### Try it:
Without changing a single word, set down all of the records.

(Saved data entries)

******************************

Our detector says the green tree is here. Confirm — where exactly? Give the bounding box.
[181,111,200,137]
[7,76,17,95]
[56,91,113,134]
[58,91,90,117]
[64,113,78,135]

******************************

### Reply to the exercise:
Our detector says the green tree is here. Confirm — where exactly? Give the bounding box.
[181,111,200,137]
[7,76,17,95]
[56,91,113,134]
[58,91,90,117]
[64,113,78,135]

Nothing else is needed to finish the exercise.